[Data items]
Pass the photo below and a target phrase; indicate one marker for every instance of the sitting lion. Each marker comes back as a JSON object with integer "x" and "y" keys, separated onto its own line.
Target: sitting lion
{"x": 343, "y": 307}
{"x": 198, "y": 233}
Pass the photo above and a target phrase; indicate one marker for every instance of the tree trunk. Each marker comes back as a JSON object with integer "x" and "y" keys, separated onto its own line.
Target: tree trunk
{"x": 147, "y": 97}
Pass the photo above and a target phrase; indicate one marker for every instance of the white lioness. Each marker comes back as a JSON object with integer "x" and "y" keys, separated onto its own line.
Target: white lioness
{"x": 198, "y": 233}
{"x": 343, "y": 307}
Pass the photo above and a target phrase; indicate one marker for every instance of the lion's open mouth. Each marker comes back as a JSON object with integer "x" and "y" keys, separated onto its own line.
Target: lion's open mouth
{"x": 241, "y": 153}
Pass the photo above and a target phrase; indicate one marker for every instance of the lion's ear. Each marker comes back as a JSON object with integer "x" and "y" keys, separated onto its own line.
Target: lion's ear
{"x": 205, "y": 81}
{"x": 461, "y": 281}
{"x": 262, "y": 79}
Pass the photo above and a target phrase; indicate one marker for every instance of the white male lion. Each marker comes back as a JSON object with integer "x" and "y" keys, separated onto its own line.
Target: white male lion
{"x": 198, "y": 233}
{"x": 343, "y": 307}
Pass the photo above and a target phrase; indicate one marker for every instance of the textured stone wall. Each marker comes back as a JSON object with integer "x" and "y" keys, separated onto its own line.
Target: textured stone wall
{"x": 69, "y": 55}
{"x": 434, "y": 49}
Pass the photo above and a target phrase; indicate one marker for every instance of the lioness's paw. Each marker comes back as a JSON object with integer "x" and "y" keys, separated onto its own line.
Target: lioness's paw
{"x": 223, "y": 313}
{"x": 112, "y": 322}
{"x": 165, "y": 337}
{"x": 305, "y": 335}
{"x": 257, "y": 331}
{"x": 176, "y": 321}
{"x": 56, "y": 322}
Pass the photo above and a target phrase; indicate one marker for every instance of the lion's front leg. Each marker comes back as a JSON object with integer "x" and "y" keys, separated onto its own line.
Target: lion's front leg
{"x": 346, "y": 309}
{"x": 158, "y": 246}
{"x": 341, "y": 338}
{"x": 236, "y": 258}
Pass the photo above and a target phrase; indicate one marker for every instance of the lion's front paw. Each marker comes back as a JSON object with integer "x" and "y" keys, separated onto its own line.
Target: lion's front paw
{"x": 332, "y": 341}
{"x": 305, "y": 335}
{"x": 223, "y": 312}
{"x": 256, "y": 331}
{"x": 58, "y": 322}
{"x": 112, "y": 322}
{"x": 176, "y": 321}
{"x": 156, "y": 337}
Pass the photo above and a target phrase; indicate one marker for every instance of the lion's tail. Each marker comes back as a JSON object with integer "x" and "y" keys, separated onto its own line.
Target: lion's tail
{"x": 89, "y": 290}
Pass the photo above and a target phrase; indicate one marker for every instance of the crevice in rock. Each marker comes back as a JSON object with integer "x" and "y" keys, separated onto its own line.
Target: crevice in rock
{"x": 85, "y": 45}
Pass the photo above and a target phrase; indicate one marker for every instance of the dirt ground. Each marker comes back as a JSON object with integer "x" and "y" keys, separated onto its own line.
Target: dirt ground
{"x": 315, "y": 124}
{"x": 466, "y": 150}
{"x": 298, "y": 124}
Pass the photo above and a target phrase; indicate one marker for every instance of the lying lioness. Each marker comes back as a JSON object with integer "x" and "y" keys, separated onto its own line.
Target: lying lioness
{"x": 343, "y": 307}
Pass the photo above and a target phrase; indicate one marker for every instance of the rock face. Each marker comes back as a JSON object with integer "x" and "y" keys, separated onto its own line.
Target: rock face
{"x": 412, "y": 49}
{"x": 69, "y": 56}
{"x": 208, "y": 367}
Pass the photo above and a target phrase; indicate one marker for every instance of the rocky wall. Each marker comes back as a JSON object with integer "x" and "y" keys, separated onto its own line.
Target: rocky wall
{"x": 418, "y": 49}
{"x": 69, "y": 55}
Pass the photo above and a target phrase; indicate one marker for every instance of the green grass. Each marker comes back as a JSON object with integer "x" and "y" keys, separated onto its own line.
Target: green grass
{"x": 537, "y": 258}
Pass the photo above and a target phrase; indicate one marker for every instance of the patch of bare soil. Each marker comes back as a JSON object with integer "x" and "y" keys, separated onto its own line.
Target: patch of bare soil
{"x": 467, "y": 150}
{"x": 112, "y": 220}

*TASK STATEMENT:*
Every entry should be printed again exactly as it stands.

*WRITTEN SOLUTION:*
Pass the photo below and a target phrase; indicate one marker for every instance of the sitting lion. Each marker comes back as a JSON object with integer "x" and "y" keys, separated onto its own line.
Target: sitting lion
{"x": 343, "y": 307}
{"x": 198, "y": 233}
Pass the photo above and a target phrase; indicate one marker for every instance of the tree trunk. Each marker comes back as a JSON object with integer "x" and "y" keys, separated onto its own line.
Target: tree trunk
{"x": 147, "y": 97}
Pass the photo above and a target phrase; indicate one marker for every instance of the white lioness. Each marker comes back as a JSON object with integer "x" and "y" keys, separated onto its own line.
Target: white lioness
{"x": 198, "y": 233}
{"x": 343, "y": 307}
Pass the photo above and a target phrase; indicate one marker for every instance of the lion's open mouth. Each marker comes back as a JSON object with integer "x" and "y" keys, separated onto its own line.
Target: lion's open mouth
{"x": 241, "y": 153}
Pass the photo above and a target phrase; indicate one marker for every instance of the lion's ear. Each marker comes back as a JSON object with integer "x" and "y" keys, separated onto its own line.
Target: lion's ear
{"x": 205, "y": 81}
{"x": 461, "y": 281}
{"x": 262, "y": 79}
Pass the photo above and a target phrase; indicate one marker for every instance of the white male lion. Each marker comes back as a JSON object with integer "x" and "y" keys, separated onto its own line.
Target: white male lion
{"x": 198, "y": 233}
{"x": 343, "y": 307}
Pass the photo above and a target phrase; indicate one marker for every instance of the textured stone wall. Each marker comes back as a JSON object with integer "x" and "y" keys, separated onto its own line.
Target: textured stone wall
{"x": 69, "y": 55}
{"x": 434, "y": 49}
Pass the photo above and a target phrase; indicate one marker for every instance of the lioness's paw. Each marker comes back as a JSON object with integer "x" and "y" keys, separated onto its own line.
Target: lioness's paw
{"x": 223, "y": 313}
{"x": 112, "y": 322}
{"x": 165, "y": 337}
{"x": 305, "y": 335}
{"x": 257, "y": 331}
{"x": 176, "y": 321}
{"x": 56, "y": 322}
Pass the photo above and a target phrase; indicate one marker for every instance of the lion's front leg. Each marker comes back as a JSON object with integer "x" and "y" keys, separated onto its own line.
Target: lion's front leg
{"x": 346, "y": 309}
{"x": 158, "y": 246}
{"x": 341, "y": 338}
{"x": 236, "y": 258}
Pass the photo above and a target phrase; indicate one marker for every instance of the lion's front paw. Each marker comes back as a JSON object with integer "x" and "y" keys, separated onto its own line.
Target: lion's front paw
{"x": 332, "y": 341}
{"x": 305, "y": 335}
{"x": 223, "y": 312}
{"x": 256, "y": 331}
{"x": 58, "y": 322}
{"x": 112, "y": 322}
{"x": 176, "y": 321}
{"x": 156, "y": 337}
Pass the photo above and a target phrase; indicate one marker for every instance of the lion's tail. Each marker comes back as a JSON object with integer "x" and "y" keys, separated onto its own line.
Target: lion's tail
{"x": 89, "y": 290}
Pass the photo above and a target phrase; indicate one marker for every instance of the crevice in rock. Each marker comes back as a JSON object with integer "x" and "y" keys, separated onto its own line.
Target: crevice in rock
{"x": 85, "y": 45}
Pass the photo above and a target phrase; indicate one marker for every instance of the dirt ground. Each marker comes back as a JSON object with integer "x" and "y" keys, separated onto its own line.
Target: dirt ground
{"x": 315, "y": 124}
{"x": 466, "y": 150}
{"x": 298, "y": 124}
Pass the photo above and a target phrase; indicate one marker for every instance of the lying lioness. Each marker comes back as a JSON object with integer "x" and "y" keys, separated onto its own line.
Target: lying lioness
{"x": 343, "y": 307}
Pass the photo above and a target phrase; indicate one marker for every instance of the rock face. Each marker comes back as a JSON object with integer "x" and "y" keys, separated onto its own line.
Target: rock face
{"x": 412, "y": 49}
{"x": 69, "y": 56}
{"x": 208, "y": 367}
Pass the photo above and a target phrase; indicate one marker for every instance of the rocky wall. Each marker comes back as a JSON object with integer "x" and "y" keys, separated onto its own line.
Target: rocky wall
{"x": 418, "y": 49}
{"x": 69, "y": 55}
Pass the photo above and a target phrase; indicate one marker for every instance of the green grass. Each marker comes back as a JSON object with integer "x" and "y" keys, separated onto its own line.
Target: green grass
{"x": 537, "y": 258}
Pass the photo above and a target phrase; indicate one marker for every instance of the patch of bare soil. Each marker comes back as a JSON object with integer "x" and "y" keys, separated onto its own line.
Target: patch of bare soil
{"x": 467, "y": 150}
{"x": 112, "y": 220}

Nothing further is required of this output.